#### [ESTRATTO DEL DOCUMENTO]
----------------

In quei giorni, Melchìsedek, re di Salem, offrì pane e vino: era sacerdote del Dio altissimo e benedisse Abram con queste parole:

«Sia benedetto Abram dal Dio altissimo, creatore del cielo e della terra,
e benedetto sia il Dio altissimo, che ti ha messo in mano i tuoi nemici».

E [Abramo] diede a lui la decima di tutto.

Dal Salmo 109 (110)

R. Tu sei sacerdote per sempre, Cristo Signore.

Oracolo del Signore al mio signore:
«Siedi alla mia destra
finché io ponga i tuoi nemici
a sgabello dei tuoi piedi». R.

Lo scettro del tuo potere
stende il Signore da Sion:
domina in mezzo ai tuoi nemici! R.

A te il principato nel giorno della tua potenza
tra santi splendori;
dal seno dell’aurora,
come rugiada, io ti ho generato. R.

Il Signore ha giurato e non si pente:
«Tu sei sacerdote per sempre
al modo di Melchìsedek». R.

 

Dalla prima lettera di san Paolo apostolo ai Corìnzi 11, 23-26

Fratelli, io ho ricevuto dal Signore quello che a mia volta vi ho trasmesso: il Signore Gesù, nella notte in cui veniva tradito, prese del pane e, dopo aver reso grazie, lo spezzò e disse: «Questo è il mio corpo, che è per voi; fate questo in memoria di me».

----------------

[Record del dataset sulla posizione degli oggetti]
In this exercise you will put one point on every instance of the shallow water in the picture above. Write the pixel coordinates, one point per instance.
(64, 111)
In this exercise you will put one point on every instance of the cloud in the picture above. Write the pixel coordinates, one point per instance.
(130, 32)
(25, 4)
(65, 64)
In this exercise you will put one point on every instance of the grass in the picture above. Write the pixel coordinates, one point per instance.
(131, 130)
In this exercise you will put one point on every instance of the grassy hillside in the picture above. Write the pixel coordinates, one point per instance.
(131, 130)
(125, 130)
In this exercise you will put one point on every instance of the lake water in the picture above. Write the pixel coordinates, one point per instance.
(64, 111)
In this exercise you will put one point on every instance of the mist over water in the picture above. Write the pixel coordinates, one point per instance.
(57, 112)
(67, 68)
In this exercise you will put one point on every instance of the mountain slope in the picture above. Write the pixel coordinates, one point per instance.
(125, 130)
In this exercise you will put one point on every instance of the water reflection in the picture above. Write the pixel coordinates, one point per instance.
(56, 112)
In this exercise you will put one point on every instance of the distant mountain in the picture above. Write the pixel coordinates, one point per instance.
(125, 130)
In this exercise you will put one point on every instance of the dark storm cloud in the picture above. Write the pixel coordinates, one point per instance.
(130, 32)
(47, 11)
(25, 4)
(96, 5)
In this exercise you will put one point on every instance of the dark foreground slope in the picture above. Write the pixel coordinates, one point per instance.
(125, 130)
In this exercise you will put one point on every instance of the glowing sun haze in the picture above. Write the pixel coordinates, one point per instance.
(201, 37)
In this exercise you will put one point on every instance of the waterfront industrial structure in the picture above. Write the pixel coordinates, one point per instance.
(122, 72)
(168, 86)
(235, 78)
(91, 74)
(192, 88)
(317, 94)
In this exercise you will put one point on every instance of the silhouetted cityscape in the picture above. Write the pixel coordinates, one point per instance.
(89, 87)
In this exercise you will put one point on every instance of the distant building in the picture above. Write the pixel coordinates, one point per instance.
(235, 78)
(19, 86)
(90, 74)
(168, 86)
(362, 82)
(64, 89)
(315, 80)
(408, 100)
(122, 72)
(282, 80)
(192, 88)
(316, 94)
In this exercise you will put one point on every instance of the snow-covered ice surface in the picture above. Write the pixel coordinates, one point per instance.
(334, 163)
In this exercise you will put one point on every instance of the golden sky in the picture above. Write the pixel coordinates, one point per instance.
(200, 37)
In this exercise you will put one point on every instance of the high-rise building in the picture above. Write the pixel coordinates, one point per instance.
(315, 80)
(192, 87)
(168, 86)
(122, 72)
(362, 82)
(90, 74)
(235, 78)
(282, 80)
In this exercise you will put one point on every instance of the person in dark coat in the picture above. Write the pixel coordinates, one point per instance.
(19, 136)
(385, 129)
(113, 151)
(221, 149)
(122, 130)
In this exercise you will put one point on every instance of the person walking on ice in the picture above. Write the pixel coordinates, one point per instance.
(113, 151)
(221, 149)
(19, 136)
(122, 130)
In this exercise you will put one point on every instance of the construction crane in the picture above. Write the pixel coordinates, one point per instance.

----------------

#### [OBIETTIVO DICHIARATO 1]
Riporta parola per parola il tratto delle letture bibliche che va da "E [Abramo] diede" fino a "tuoi nemici! R.".
#### [OBIETTIVO DICHIARATO 2]
Continua le letture bibliche a partire dall'ultima frase riportata.

#### [RISPOSTA SCRITTA 1]
E [Abramo] diede a lui la decima di tutto.

Dal Salmo 109 (110)

R. Tu sei sacerdote per sempre, Cristo Signore.

Oracolo del Signore al mio signore:
«Siedi alla mia destra
finché io ponga i tuoi nemici
a sgabello dei tuoi piedi». R.

Lo scettro del tuo potere
stende il Signore da Sion:
domina in mezzo ai tuoi nemici! R.

#### [RISPOSTA SCRITTA 2]
Allo stesso modo, dopo aver cenato, prese anche il calice, dicendo: «Questo calice è la Nuova Alleanza nel mio sangue; fate questo, ogni volta che ne bevete, in memoria di me». Ogni volta infatti che mangiate questo pane e bevete al calice, voi annunciate la morte del Signore, finché egli venga.

Dal Vangelo secondo Luca 9, 11b-17

In quel tempo, Gesù prese a parlare alle folle del regno di Dio e a guarire quanti avevano bisogno di cure. Il giorno cominciava a declinare e i Dodici gli si avvicinarono dicendo: «Congeda la folla perché vada nei villaggi e nelle campagne dei dintorni, per alloggiare e trovare cibo: qui siamo in una zona deserta». Gesù disse loro: «Voi stessi date loro da mangiare». Ma essi risposero: «Non abbiamo che cinque pani e due pesci, a meno che non andiamo noi a comprare viveri per tutta questa gente». C’erano infatti circa cinquemila uomini.

Egli disse ai suoi discepoli: «Fateli sedere a gruppi di cinquanta circa». Fecero così e li fecero sedere tutti quanti. Egli prese i cinque pani e i due pesci, alzò gli occhi al cielo, recitò su di essi la benedizione, li spezzò e li dava ai discepoli perché li distribuissero alla folla. Tutti mangiarono a sazietà e furono portati via i pezzi loro avanzati: dodici ceste.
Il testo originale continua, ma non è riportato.